» TAREFA PROPOSTA 1
Reproduza fielmente, nos registros, o intervalo que vai da linha que contém "Category: round loaf of bread" até o fim dos registros, incluídas ambas as extremidades.

» TRECHO CITADO
━━━
As artes são por excelência ciências de luxo. A modinha, a cançoneta, o verso cantado não é ciência, não é arte pela sua natureza anônima, defeituosa e manca: é como a voz da cidade, como a expressão de justiceira de uma entidade a que emprestamos a nossa vida – colossal agrupamento, a formidável aglomeração, a urbs, é uma necessidade de alma urbana e espontânea vibração da calçada. Se quiserdes saber o que pensou o boulevard durante vinte anos, comprai esses papeluchos de um sou que os camelots vendem. Há desde a história do Panamá à questão dos cultos, desde a renúncia de Perier até a condenação de Sarah Bernhardt.
E se os gregos asseguravam que a poesia é um delírio inspirado pelas musas às almas simples e virgens, se o Evangelho afirma pretender o céu às crianças e aos que lhes parecem – por que teimaremos nós em dizer que a poesia preferiu o nosso cérebro ensanduichado em literaturas estrangeiras à alma simples do povo ignorante? Os poetas da calçada são as flores de todo o ano da cidade, são a sua graça anônima, a sua coquetterie, a sua vaidade anônima e sua sagração – porque afinal o próprio Platão, que julgava Homero um envenenador público, considerava o poeta um ser leve, alado e sagrado.
É exatamente assim a nossa musa urbana. Dispépticos intelectuais, vêmo-la tristemente à margem da poesia. Que idade tem ela? Tem séculos e parece nascida ontem, passou por todas as vicissitudes e chalra como uma criança. Conhecem-lhe a origem? Pois decerto.
A musa renovou aqui o símbolo do filho pródigo. Teve pais notáveis, princípios sérios, e viveu no palácio dos reis, freqüentou os gênios e os salões fidalgos. Mas um belo dia, sem dizer água-vai, foi-se, degenerou, pintou o sete, embebedou-se, vive pelas alfurjas e chombergas, afina o violão em sítios escusos, e – ó acontecimento! – está forte, está sacudida, é a única musa que não tem cefaléias e não sofre de artritismo. Quem a criou? Gregório de Matos ao norte fez o lundu; S. Paulo ao sul o viradinho. A fusão dos dois é a alma do Brasil. Logo que a teve assim com todos seus encantos, Caldas Barbosa, mulato arcadiano, levou-a para Portugal.
A modinha entrou no paço dos reis, ensandeceu os peraltas e as sécias da decadência rocalhante do XIX século lusitano. As damas fechavam-se nos quartos e respiravam as endechas com o prazer de uma ação capitosa; os homens eram convidados para tais atos como hoje se convida para os five o’c/ock onde há flirt. O versinho ingênuo e babado delirava os baldaquins de trono real e a gracilidade das grandes damas. E como resistir? Como lhe poderiam resistir meridionais da terra do fado? A Modinha era o soluço, era o gemido, era o riso, era o suspiro ardente da selva ardente. Nem Lord Beckford, um inglês frio e fatalmente de gelo, como todos os ingleses, pode resistir, e esquenta e derrete. É dele a mais fogosa descrição de machucado da nossa canção:
“Quem nunca ouviu”, diz, “este original gênero de música, ignorará para sempre as mais feiticeiras melodias que têm existido desde o tempo dos sibaritas. Consistem em lânguidos e interrompidos compassos, como se faltasse o fôlego por excesso de enlevo e a alma anelasse se unir a outra alma idêntica de algum objeto querido.”
━━━
» TAREFA PROPOSTA 2
Responda, com base no trecho sobre a modinha:
(a) Quem fez o lundu ao norte?
(b) Quem levou a modinha para Portugal?
(c) Como Platão julgava Homero?

» DADOS DO EXERCÍCIO
━━━
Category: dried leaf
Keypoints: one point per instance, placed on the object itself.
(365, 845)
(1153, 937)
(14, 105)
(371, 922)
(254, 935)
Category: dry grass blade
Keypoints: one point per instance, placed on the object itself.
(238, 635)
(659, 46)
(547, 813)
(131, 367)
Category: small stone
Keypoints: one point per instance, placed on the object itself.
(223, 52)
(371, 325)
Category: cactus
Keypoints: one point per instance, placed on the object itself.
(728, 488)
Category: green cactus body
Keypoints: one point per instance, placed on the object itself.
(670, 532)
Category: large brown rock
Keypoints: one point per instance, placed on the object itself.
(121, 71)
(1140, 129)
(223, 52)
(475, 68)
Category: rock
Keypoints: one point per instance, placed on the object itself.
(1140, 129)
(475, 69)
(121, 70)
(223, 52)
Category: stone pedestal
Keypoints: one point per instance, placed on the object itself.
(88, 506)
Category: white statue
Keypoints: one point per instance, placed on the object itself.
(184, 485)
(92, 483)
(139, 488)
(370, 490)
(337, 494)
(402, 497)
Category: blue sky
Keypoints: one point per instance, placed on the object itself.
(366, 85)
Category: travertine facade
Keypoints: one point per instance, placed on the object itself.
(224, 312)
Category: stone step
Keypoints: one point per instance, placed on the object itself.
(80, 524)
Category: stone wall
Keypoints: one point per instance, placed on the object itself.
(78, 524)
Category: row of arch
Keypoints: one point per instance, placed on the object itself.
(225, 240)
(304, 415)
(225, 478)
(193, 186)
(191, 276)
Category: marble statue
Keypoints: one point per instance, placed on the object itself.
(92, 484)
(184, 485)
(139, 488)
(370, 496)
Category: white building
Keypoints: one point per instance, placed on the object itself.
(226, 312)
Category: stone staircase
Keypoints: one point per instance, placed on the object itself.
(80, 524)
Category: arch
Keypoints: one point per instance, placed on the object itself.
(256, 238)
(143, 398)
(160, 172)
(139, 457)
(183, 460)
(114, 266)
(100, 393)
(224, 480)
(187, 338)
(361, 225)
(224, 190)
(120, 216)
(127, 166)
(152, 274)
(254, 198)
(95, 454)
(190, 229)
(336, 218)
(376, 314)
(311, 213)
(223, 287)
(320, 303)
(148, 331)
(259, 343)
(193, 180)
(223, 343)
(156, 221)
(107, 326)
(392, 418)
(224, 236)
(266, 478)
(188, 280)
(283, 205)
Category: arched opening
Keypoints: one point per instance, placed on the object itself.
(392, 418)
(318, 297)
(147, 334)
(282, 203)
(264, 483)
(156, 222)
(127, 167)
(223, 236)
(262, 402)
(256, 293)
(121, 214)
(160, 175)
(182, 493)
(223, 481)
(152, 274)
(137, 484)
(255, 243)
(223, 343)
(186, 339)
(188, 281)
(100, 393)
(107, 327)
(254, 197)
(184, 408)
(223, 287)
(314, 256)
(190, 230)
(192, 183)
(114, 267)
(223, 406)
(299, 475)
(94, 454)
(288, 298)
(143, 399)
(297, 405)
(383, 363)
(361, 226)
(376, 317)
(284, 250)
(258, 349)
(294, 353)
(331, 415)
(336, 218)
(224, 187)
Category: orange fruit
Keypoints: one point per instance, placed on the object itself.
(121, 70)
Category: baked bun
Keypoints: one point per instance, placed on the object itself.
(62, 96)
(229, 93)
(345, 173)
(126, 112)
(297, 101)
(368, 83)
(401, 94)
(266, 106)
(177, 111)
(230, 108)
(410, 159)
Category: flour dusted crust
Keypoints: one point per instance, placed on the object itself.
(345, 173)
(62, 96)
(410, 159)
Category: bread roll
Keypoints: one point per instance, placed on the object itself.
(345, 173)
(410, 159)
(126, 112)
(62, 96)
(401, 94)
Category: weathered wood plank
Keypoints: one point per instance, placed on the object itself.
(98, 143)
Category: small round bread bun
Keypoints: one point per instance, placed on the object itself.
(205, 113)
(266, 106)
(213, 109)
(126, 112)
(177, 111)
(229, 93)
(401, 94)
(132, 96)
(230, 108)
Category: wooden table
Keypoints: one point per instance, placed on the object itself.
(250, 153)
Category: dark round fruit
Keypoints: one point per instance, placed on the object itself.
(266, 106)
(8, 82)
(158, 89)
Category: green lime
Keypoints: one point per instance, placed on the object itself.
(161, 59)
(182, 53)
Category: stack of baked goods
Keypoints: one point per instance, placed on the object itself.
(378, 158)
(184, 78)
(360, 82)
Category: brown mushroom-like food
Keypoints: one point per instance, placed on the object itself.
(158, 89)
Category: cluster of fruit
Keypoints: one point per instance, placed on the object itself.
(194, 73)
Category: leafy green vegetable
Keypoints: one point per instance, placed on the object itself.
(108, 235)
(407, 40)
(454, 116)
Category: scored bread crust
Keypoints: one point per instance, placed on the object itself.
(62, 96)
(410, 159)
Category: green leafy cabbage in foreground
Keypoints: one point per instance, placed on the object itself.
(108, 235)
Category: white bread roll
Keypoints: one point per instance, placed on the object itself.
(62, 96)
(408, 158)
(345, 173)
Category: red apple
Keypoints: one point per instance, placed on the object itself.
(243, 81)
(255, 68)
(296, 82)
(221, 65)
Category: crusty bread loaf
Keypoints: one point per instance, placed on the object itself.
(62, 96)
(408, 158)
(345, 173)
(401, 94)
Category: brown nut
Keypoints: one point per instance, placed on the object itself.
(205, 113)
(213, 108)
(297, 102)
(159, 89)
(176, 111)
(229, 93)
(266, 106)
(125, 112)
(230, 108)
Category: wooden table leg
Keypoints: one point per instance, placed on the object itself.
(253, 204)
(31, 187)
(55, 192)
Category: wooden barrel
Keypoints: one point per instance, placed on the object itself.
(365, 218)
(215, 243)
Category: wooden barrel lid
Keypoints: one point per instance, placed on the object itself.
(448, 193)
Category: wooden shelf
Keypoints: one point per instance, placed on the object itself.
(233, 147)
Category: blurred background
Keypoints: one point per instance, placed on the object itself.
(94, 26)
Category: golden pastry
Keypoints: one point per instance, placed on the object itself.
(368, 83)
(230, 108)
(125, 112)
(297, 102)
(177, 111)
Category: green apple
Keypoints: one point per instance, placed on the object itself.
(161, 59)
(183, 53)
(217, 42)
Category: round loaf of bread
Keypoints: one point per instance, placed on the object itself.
━━━
» RESPOSTA COMPLETA 1
Category: round loaf of bread
Keypoints: one point per instance, placed on the object itself.

» RESPOSTA COMPLETA 2
(a) Gregório de Matos.
(b) Caldas Barbosa, mulato arcadiano.
(c) Como um envenenador público.